# Server-Ausfall bei Norco



## Cylinder (19. Dezember 2010)

Hallo 

Ich habe von einem Kollegen erfahren, dass bei Norco der Server abgesoffen ist. Stimmt das, dass dann alle Daten jetzt weg sind? Normalerweise haben Betriebe eigentlich, ich sag mal, einen Ersatzserver auf dem alle Daten nochmal gesichert sind.
Mein Problem an der Sache ist, dass ich meine Rahmen Nummer nicht mehr habe. Ich habe die wohl verlegt oder aus Versehen weggeschmissen.. So zweiter Teil. Ich brauch Die Rahmen Nummer dringend, da mir mein Bike in der Nacht vom 05.12 auf den 06.12 geklaut wurde, aus dem Keller. 
Es wurde vor drei Tagen noch in der Stadt gesichtet mit irgend einem Spinner drauf.
Das Norco Atomik 07 habe ich von einem Kollegen gekauft, dieser hat es von einem Norco Team Fahrer gekauft, welcher in der Umgebung Alsfeld, Lauterbach wohnt, so weit ich weiß. Den Namen des Team-Fahrers weiß ich nicht, lediglich dass dieser selbstständiger Schreiner oder so ist.


----------



## bike-runner (20. Dezember 2010)

und weiter?????????? was willst du damit jetzt sagen/wissen????


----------



## MTB-News.de




----------



## chaz (20. Dezember 2010)

Cylinder schrieb:


> *Mein Problem an der Sache ist, dass ich meine Rahmen Nummer nicht mehr habe.* Ich habe die wohl verlegt oder aus Versehen weggeschmissen.. So zweiter Teil. *Ich brauch Die Rahmen Nummer dringend*, da mir mein Bike in der Nacht vom 05.12 auf den 06.12 geklaut wurde, aus dem Keller.





bike-runner schrieb:


> und weiter?????????? *was willst du damit jetzt* sagen/*wissen????*



Noch Fragen?    Er will über Norco und den Vorbesitzer an die Rahmennummer. War doch nicht so schwer, oder?


----------



## saturno (20. Dezember 2010)

chaz schrieb:


> Noch Fragen?    Er will über Norco und den Vorbesitzer an die Rahmennummer. War doch nicht so schwer, oder?



in zeiten von internet hat man anscheined kein telefon mehr, denn dann kann man ja selber hier mal anrufen:



Zentrale (0521) 93204-0

Geschäftsleitung
-10 W. Wittich
-11 Sekretariat
-11 Fax

-14 M. Wittich
-17 Sekretariat
-19 FAX

Verkauf Zweiradteile
-40 Sammelrufnummer
-41 H. G. Fabian
-42 B. Topheide
-43 K. Jacke
-49 FAX

Buchaltung
-72 K. Wyrwall
-49 Fax


ist das denn so schwer??????? das ist der deutsche importeur für norco.


----------



## Indian Summer (20. Dezember 2010)

Wende Dich bitte an Karsten Jacke, er ist für innerhalb der Firma Wittich
für Norco zuständig.

Geht ansonsten auch per E-Mail: [email protected]

Cheers,

Fritz


----------



## Cylinder (20. Dezember 2010)

Vielen dank Fritz. Ich werde ihn dann direkt mal kontaktieren, also morgen.

Mfg
Ced


----------

- **IHRE AUFGABEN**
[1] Erklären Sie anhand des Forumsthreads in ein bis drei Sätzen, warum Cylinder die Rahmennummer dringend braucht.
[2] Welches Fahrradmodell wurde laut dem Forumsthread gestohlen?
[3] Übertragen Sie aus dem Forumsthread den Abschnitt zwischen „Ich habe von“ und „einem Spinner drauf.“ wörtlich, beide Stellen eingeschlossen.
Die Auflistung stammt aus einer anderen Quelle als der Forumsthread.

[Einträge der Regionsannotation]
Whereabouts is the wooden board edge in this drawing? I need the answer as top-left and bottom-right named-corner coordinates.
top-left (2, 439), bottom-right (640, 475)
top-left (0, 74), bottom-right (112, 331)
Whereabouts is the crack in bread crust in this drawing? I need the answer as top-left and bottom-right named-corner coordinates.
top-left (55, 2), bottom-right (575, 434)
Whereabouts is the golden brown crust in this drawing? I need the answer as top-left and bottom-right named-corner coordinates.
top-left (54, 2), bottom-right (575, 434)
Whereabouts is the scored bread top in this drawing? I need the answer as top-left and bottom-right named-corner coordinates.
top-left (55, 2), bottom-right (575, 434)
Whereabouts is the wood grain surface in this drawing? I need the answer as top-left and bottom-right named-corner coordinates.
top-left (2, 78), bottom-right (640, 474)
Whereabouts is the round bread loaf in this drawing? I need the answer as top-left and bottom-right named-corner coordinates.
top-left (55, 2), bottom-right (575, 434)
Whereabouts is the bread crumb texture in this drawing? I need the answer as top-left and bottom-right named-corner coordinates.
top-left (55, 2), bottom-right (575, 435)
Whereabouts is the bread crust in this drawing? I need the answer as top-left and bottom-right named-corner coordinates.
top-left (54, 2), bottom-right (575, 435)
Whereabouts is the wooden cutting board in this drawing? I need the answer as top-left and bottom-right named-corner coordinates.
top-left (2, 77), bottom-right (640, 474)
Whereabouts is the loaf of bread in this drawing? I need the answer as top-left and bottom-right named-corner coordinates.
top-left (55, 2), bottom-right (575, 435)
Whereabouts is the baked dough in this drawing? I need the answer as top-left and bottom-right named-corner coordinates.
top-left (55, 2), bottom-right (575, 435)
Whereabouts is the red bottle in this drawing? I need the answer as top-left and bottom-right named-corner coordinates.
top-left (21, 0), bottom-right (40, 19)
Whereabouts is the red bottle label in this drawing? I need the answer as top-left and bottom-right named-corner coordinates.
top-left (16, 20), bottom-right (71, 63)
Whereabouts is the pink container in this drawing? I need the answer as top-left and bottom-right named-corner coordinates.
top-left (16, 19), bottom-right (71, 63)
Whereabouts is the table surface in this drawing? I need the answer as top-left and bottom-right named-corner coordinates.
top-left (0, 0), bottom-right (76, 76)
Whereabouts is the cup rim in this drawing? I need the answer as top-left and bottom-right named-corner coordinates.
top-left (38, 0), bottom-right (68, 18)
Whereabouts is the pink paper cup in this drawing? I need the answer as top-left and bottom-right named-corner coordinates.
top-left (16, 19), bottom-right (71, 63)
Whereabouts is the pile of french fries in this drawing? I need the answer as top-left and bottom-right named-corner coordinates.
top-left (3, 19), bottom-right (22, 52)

- **LÖSUNGEN**
[1] Das Fahrrad wurde in der Nacht vom 05.12 auf den 06.12 aus dem Keller gestohlen. Deshalb braucht Cylinder die Rahmennummer dringend. Die Nummer selbst ist nicht mehr vorhanden, weil Cylinder sie wohl verlegt oder aus Versehen weggeworfen hat.

[2] Ein Norco Atomik 07.

[3]
Ich habe von einem Kollegen erfahren, dass bei Norco der Server abgesoffen ist. Stimmt das, dass dann alle Daten jetzt weg sind? Normalerweise haben Betriebe eigentlich, ich sag mal, einen Ersatzserver auf dem alle Daten nochmal gesichert sind.
Mein Problem an der Sache ist, dass ich meine Rahmen Nummer nicht mehr habe. Ich habe die wohl verlegt oder aus Versehen weggeschmissen.. So zweiter Teil. Ich brauch Die Rahmen Nummer dringend, da mir mein Bike in der Nacht vom 05.12 auf den 06.12 geklaut wurde, aus dem Keller. 
Es wurde vor drei Tagen noch in der Stadt gesichtet mit irgend einem Spinner drauf.